Exactly and only the lines from the one with "Where can the parked" through the end of the listing are to be transcribed, both ends included.

• [Raw records]:
+ + + + +

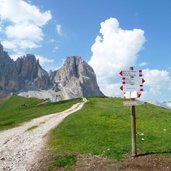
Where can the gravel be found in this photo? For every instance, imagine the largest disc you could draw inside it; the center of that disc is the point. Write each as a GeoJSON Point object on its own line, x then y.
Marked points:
{"type": "Point", "coordinates": [20, 147]}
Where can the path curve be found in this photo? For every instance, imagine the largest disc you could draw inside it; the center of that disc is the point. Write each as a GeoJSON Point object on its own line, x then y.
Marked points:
{"type": "Point", "coordinates": [19, 148]}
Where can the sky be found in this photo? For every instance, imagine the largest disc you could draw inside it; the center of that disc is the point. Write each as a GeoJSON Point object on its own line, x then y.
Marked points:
{"type": "Point", "coordinates": [111, 35]}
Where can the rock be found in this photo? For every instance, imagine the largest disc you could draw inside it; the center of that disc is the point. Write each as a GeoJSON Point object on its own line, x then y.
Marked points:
{"type": "Point", "coordinates": [76, 79]}
{"type": "Point", "coordinates": [9, 78]}
{"type": "Point", "coordinates": [34, 75]}
{"type": "Point", "coordinates": [26, 77]}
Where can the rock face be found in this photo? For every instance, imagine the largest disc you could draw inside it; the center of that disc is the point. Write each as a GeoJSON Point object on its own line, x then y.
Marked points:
{"type": "Point", "coordinates": [75, 79]}
{"type": "Point", "coordinates": [32, 73]}
{"type": "Point", "coordinates": [9, 78]}
{"type": "Point", "coordinates": [26, 77]}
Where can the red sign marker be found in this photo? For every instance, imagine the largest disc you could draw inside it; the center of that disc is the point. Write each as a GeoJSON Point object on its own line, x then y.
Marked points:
{"type": "Point", "coordinates": [121, 87]}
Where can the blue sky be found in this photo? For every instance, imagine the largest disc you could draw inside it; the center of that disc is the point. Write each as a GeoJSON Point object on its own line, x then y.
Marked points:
{"type": "Point", "coordinates": [70, 27]}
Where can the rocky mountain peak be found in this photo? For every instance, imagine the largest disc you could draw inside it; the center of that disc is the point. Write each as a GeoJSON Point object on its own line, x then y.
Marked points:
{"type": "Point", "coordinates": [30, 70]}
{"type": "Point", "coordinates": [76, 78]}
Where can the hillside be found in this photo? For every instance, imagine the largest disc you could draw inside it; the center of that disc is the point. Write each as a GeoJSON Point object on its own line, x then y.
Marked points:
{"type": "Point", "coordinates": [99, 135]}
{"type": "Point", "coordinates": [17, 110]}
{"type": "Point", "coordinates": [103, 128]}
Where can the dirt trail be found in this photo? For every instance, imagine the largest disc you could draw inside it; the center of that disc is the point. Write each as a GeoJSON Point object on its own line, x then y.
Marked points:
{"type": "Point", "coordinates": [20, 146]}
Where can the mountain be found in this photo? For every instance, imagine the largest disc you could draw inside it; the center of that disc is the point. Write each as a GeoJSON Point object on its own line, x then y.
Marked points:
{"type": "Point", "coordinates": [9, 78]}
{"type": "Point", "coordinates": [75, 79]}
{"type": "Point", "coordinates": [34, 76]}
{"type": "Point", "coordinates": [26, 77]}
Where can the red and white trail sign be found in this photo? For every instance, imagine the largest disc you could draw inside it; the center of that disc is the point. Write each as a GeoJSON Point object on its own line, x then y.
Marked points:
{"type": "Point", "coordinates": [132, 83]}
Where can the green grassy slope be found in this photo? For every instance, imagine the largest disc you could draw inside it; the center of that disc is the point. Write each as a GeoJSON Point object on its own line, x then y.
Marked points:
{"type": "Point", "coordinates": [19, 109]}
{"type": "Point", "coordinates": [103, 128]}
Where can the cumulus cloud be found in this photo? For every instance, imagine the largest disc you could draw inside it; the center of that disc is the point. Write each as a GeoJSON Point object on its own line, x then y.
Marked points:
{"type": "Point", "coordinates": [113, 50]}
{"type": "Point", "coordinates": [25, 23]}
{"type": "Point", "coordinates": [59, 29]}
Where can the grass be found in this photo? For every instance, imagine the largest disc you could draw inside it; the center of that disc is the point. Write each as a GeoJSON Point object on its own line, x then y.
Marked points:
{"type": "Point", "coordinates": [17, 110]}
{"type": "Point", "coordinates": [103, 127]}
{"type": "Point", "coordinates": [66, 161]}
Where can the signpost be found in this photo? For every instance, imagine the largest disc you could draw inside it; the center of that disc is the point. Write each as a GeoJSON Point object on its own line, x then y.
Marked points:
{"type": "Point", "coordinates": [132, 86]}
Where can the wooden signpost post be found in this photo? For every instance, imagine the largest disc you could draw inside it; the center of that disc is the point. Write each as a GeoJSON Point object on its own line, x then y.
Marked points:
{"type": "Point", "coordinates": [132, 88]}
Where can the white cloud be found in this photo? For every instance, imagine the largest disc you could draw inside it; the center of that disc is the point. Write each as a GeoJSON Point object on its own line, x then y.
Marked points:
{"type": "Point", "coordinates": [142, 64]}
{"type": "Point", "coordinates": [25, 23]}
{"type": "Point", "coordinates": [115, 49]}
{"type": "Point", "coordinates": [59, 29]}
{"type": "Point", "coordinates": [157, 85]}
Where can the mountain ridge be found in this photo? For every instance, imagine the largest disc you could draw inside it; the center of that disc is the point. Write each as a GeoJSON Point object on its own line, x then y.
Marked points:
{"type": "Point", "coordinates": [26, 77]}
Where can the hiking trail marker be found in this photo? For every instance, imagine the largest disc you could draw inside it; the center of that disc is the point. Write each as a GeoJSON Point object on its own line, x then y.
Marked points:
{"type": "Point", "coordinates": [132, 86]}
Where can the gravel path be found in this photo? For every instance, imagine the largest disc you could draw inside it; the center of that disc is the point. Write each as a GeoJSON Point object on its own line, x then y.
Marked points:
{"type": "Point", "coordinates": [21, 146]}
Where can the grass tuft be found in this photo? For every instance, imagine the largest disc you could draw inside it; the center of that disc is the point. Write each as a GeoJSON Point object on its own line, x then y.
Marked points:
{"type": "Point", "coordinates": [66, 161]}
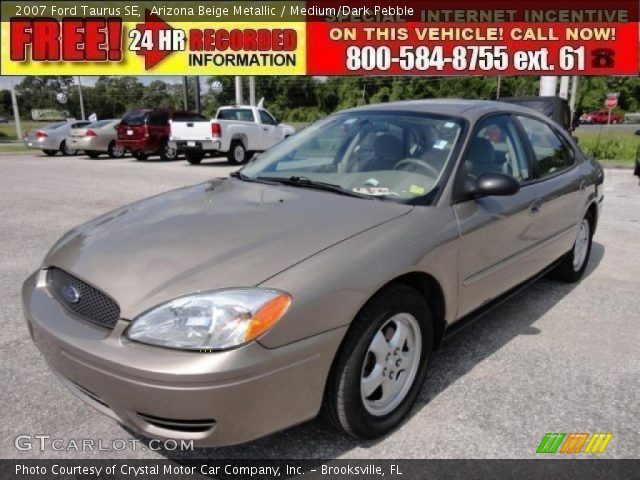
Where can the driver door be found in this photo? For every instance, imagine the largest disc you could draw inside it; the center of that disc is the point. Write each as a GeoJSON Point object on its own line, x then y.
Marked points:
{"type": "Point", "coordinates": [496, 232]}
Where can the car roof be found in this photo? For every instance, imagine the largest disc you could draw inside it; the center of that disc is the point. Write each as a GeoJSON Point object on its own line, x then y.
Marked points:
{"type": "Point", "coordinates": [469, 109]}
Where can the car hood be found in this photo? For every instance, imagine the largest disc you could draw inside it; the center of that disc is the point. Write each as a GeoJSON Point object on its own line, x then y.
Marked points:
{"type": "Point", "coordinates": [222, 233]}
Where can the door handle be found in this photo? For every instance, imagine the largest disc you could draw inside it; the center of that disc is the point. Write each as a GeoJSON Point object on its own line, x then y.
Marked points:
{"type": "Point", "coordinates": [535, 209]}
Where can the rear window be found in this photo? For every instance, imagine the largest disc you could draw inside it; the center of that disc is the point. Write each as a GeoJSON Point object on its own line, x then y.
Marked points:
{"type": "Point", "coordinates": [100, 123]}
{"type": "Point", "coordinates": [137, 117]}
{"type": "Point", "coordinates": [239, 114]}
{"type": "Point", "coordinates": [188, 117]}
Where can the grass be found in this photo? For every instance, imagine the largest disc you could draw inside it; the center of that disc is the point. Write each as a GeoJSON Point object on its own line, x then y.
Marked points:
{"type": "Point", "coordinates": [8, 130]}
{"type": "Point", "coordinates": [616, 146]}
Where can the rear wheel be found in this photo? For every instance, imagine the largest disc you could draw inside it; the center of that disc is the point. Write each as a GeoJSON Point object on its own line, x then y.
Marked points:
{"type": "Point", "coordinates": [67, 150]}
{"type": "Point", "coordinates": [167, 152]}
{"type": "Point", "coordinates": [194, 158]}
{"type": "Point", "coordinates": [114, 150]}
{"type": "Point", "coordinates": [237, 154]}
{"type": "Point", "coordinates": [381, 365]}
{"type": "Point", "coordinates": [574, 263]}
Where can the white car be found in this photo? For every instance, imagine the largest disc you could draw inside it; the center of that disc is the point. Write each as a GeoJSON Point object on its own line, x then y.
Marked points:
{"type": "Point", "coordinates": [238, 132]}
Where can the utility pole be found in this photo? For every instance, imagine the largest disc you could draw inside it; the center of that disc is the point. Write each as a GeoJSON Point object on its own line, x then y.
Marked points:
{"type": "Point", "coordinates": [16, 113]}
{"type": "Point", "coordinates": [252, 90]}
{"type": "Point", "coordinates": [238, 90]}
{"type": "Point", "coordinates": [198, 94]}
{"type": "Point", "coordinates": [185, 92]}
{"type": "Point", "coordinates": [81, 99]}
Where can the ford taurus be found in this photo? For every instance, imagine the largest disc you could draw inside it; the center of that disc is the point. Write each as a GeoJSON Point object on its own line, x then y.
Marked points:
{"type": "Point", "coordinates": [320, 278]}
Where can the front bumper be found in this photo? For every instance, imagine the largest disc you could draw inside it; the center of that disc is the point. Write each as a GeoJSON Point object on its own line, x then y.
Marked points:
{"type": "Point", "coordinates": [216, 399]}
{"type": "Point", "coordinates": [196, 145]}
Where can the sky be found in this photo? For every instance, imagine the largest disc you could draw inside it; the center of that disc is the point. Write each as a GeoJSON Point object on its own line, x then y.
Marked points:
{"type": "Point", "coordinates": [5, 82]}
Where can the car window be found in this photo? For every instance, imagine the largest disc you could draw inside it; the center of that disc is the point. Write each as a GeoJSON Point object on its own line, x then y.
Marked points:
{"type": "Point", "coordinates": [551, 153]}
{"type": "Point", "coordinates": [392, 155]}
{"type": "Point", "coordinates": [496, 147]}
{"type": "Point", "coordinates": [266, 118]}
{"type": "Point", "coordinates": [239, 114]}
{"type": "Point", "coordinates": [188, 117]}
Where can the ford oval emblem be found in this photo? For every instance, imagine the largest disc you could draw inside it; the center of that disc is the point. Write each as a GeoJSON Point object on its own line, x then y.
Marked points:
{"type": "Point", "coordinates": [70, 293]}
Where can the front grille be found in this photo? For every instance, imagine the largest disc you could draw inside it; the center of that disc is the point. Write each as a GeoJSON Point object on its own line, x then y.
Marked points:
{"type": "Point", "coordinates": [90, 304]}
{"type": "Point", "coordinates": [192, 426]}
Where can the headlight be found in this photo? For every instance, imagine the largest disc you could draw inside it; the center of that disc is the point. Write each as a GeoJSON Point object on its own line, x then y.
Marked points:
{"type": "Point", "coordinates": [213, 320]}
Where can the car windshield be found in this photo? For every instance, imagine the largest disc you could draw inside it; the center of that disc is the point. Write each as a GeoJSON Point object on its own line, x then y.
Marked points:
{"type": "Point", "coordinates": [396, 156]}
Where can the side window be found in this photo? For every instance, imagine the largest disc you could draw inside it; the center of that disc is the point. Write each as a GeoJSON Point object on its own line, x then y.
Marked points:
{"type": "Point", "coordinates": [497, 148]}
{"type": "Point", "coordinates": [266, 118]}
{"type": "Point", "coordinates": [551, 153]}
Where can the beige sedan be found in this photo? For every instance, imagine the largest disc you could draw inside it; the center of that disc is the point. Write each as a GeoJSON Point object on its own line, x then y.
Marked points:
{"type": "Point", "coordinates": [97, 138]}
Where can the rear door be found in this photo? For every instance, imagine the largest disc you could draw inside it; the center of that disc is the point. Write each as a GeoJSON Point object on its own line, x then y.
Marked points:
{"type": "Point", "coordinates": [496, 232]}
{"type": "Point", "coordinates": [269, 131]}
{"type": "Point", "coordinates": [561, 190]}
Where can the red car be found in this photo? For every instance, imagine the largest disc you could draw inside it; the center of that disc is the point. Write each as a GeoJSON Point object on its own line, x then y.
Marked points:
{"type": "Point", "coordinates": [146, 132]}
{"type": "Point", "coordinates": [602, 117]}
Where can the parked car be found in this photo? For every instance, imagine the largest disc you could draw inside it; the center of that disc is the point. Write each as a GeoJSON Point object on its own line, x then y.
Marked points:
{"type": "Point", "coordinates": [321, 276]}
{"type": "Point", "coordinates": [97, 138]}
{"type": "Point", "coordinates": [602, 117]}
{"type": "Point", "coordinates": [145, 132]}
{"type": "Point", "coordinates": [52, 138]}
{"type": "Point", "coordinates": [238, 132]}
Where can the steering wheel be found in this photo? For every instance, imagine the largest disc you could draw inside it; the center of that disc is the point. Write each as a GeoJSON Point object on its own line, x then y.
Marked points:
{"type": "Point", "coordinates": [432, 171]}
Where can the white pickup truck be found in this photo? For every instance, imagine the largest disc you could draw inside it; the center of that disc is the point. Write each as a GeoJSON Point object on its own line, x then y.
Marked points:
{"type": "Point", "coordinates": [237, 132]}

+ + + + +

• [Task result]:
Where can the parked car be found in this photo? For every instance, imagine the largest disc you could draw inside it; the center of that disc is the point. Write each as a GeoJSON Point object on its own line, x then y.
Marked points:
{"type": "Point", "coordinates": [321, 276]}
{"type": "Point", "coordinates": [97, 138]}
{"type": "Point", "coordinates": [602, 117]}
{"type": "Point", "coordinates": [145, 132]}
{"type": "Point", "coordinates": [52, 138]}
{"type": "Point", "coordinates": [238, 132]}
Where can the steering wheel be found in this photo? For every instance, imagine the largest disc you could draw inside it; the center of that disc is the point. Write each as a GeoJSON Point object on its own line, x then y.
Marked points:
{"type": "Point", "coordinates": [432, 171]}
Where can the white pickup truck be found in this photo? For every instance, imagine the largest disc you could draw inside it; the center of that disc is the point. Write each as a GeoJSON Point object on its own line, x then y.
Marked points:
{"type": "Point", "coordinates": [237, 132]}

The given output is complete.